Our Account Director had invited her team to dinner at her Manhattan apartment. As one of the youngest and newest to the team, I was both excited and, of course, nervous. I’d be dining with four layers of management above me.
It’s just talking and eating, I tried telling myself.
But it’s not really just eating, is it? More like the human equivalent of dogs sniffing each other to find out what they’re made of. Literally. Smiling and conversing while eating in a charged atmosphere to make a good impression are key adulting skills, and I was still a fledgling adult.
Never “a good eater,” I’ve always had to feel relaxed and safe to eat. As if some leftover remnant from prehistoric people didn’t get wiped from my DNA: If I detect an upcoming fight-or-flight mode, eating plummets to the absolute bottom of my list. The naïve caveman who closed his eyes to blissfully enjoy the taste of his meal probably didn’t live long enough to pass on his genes, unlike the nervous watchful one, who delayed gratification until she’d confirmed the wolves were at bay.
So I wasn't there to eat, really. I hadn’t been inside many Manhattan apartments, and was curious to see it. Having recently moved from a small town in upstate NY, Webster — which my NYC boyfriend called “Walnut,” underlining its non-significance vs the big city — felt very far away. I was still discovering NYC and the rich diversity it offers.

# Work item
Rewrite the part of the team dinner passage starting with "It’s just talking" and going on through "were at bay.", putting "cave dweller" in place of "caveman". The material after this point comes from a separate source.

(Natural-language descriptions of regions)
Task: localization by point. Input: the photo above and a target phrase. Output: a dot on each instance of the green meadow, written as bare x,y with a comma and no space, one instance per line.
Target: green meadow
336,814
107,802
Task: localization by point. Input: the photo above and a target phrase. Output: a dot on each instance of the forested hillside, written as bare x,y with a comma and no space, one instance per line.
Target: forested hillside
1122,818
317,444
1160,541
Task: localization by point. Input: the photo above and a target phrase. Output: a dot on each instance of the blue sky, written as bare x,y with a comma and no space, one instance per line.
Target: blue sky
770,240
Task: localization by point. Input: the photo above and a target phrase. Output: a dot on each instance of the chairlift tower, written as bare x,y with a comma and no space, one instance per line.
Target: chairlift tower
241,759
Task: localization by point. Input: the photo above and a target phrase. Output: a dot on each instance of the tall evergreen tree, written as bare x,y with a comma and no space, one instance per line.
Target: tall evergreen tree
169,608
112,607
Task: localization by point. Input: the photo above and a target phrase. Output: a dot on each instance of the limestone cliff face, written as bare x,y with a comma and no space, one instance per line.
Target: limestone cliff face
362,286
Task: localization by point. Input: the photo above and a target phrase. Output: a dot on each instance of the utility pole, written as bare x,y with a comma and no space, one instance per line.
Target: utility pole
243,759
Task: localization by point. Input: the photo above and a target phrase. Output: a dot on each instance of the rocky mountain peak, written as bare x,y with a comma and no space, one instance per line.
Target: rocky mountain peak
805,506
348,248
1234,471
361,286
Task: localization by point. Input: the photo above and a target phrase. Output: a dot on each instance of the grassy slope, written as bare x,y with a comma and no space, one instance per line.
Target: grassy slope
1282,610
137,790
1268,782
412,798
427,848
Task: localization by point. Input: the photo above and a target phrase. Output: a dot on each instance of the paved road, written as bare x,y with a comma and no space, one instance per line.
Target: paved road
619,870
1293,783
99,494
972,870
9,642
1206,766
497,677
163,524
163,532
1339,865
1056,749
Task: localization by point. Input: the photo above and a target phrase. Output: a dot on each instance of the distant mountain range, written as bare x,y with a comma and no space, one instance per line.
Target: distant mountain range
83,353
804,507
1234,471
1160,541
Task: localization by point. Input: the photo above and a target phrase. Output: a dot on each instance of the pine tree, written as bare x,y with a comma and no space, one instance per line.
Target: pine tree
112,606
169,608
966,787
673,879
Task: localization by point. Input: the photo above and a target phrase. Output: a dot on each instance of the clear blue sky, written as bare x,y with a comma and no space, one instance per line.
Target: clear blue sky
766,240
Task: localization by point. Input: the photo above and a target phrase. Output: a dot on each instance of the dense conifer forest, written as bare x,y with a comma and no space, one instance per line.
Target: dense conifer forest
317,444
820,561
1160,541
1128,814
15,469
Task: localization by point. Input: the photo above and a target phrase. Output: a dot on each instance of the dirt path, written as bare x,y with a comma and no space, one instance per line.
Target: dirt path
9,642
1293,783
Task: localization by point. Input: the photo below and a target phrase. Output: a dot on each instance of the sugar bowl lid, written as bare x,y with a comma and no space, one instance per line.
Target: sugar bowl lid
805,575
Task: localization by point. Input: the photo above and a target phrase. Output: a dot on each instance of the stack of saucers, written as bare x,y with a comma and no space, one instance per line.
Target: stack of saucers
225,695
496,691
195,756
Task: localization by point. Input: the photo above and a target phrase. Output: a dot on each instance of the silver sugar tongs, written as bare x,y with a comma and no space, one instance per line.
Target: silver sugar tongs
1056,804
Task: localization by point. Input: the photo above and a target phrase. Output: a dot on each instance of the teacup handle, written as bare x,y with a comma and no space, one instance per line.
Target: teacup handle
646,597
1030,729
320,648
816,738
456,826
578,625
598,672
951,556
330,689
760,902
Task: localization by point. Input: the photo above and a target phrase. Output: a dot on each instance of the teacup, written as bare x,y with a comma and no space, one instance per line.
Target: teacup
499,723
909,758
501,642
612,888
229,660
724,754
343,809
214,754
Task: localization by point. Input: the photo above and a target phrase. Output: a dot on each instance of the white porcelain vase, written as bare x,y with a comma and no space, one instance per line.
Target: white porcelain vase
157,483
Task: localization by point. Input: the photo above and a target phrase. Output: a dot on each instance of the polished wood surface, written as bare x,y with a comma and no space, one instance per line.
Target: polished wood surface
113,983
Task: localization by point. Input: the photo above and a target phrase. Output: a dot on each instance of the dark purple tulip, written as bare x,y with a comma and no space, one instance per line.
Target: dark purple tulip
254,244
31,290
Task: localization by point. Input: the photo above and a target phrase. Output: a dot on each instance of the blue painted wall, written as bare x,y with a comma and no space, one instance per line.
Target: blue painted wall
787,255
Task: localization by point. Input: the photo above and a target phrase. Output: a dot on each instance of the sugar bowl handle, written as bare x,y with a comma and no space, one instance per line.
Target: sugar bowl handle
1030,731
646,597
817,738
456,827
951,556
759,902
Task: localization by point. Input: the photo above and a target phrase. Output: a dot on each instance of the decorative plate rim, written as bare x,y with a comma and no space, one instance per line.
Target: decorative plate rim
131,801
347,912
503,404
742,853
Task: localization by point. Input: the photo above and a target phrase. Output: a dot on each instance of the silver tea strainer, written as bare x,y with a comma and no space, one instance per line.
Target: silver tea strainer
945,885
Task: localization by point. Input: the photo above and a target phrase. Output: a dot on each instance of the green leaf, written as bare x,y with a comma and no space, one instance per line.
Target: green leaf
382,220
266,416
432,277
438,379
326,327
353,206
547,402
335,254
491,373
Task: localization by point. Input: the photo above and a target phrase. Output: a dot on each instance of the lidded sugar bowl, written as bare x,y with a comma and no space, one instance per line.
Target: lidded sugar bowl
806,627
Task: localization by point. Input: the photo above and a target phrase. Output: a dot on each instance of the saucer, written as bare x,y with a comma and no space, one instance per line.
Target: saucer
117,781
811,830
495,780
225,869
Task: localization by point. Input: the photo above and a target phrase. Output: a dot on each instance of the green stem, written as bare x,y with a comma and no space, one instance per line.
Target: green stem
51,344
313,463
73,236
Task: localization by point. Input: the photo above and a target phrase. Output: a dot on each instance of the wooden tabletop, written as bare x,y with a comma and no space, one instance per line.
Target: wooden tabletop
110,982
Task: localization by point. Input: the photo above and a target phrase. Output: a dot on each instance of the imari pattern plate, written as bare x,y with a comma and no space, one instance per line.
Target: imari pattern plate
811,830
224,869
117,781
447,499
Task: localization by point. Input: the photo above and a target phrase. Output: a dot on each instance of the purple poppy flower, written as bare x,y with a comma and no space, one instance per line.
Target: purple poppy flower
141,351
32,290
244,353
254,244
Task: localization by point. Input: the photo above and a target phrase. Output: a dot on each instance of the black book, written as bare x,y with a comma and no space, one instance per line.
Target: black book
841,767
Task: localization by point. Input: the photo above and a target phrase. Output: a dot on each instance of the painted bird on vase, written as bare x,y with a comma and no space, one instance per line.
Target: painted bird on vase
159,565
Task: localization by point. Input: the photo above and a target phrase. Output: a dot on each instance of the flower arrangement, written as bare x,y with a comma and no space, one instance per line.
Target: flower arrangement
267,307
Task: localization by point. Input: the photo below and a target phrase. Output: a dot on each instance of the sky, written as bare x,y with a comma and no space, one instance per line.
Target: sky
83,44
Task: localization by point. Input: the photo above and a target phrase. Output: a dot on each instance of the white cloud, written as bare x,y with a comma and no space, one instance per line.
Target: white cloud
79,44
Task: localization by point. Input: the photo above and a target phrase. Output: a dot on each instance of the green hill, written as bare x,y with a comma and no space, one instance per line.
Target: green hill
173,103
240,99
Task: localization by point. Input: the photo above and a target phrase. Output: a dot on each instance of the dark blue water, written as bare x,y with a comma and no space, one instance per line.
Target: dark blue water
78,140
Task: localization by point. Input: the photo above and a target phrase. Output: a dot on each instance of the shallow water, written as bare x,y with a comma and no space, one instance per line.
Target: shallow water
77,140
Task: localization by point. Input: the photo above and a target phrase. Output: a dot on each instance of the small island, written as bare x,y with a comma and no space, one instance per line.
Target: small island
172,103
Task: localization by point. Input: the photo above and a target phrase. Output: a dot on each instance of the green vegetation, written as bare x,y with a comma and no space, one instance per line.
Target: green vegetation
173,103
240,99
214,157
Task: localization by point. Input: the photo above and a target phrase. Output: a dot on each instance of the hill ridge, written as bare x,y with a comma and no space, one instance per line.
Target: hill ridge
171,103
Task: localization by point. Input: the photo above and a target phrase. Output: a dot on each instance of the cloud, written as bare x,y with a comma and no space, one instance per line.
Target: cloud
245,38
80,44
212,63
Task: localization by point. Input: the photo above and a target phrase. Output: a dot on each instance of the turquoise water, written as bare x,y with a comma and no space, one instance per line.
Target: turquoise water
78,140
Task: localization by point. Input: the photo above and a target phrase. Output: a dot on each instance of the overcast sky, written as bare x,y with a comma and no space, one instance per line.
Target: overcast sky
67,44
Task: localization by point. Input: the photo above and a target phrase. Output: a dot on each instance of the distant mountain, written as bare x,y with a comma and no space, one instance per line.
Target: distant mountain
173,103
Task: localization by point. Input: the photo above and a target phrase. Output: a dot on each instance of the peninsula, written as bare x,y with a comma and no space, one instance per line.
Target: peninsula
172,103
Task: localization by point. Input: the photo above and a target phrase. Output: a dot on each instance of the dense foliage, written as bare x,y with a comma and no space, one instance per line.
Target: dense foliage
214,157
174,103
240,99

# Exercise answer
It’s just talking and eating, I tried telling myself.
But it’s not really just eating, is it? More like the human equivalent of dogs sniffing each other to find out what they’re made of. Literally. Smiling and conversing while eating in a charged atmosphere to make a good impression are key adulting skills, and I was still a fledgling adult.
Never “a good eater,” I’ve always had to feel relaxed and safe to eat. As if some leftover remnant from prehistoric people didn’t get wiped from my DNA: If I detect an upcoming fight-or-flight mode, eating plummets to the absolute bottom of my list. The naïve cave dweller who closed his eyes to blissfully enjoy the taste of his meal probably didn’t live long enough to pass on his genes, unlike the nervous watchful one, who delayed gratification until she’d confirmed the wolves were at bay.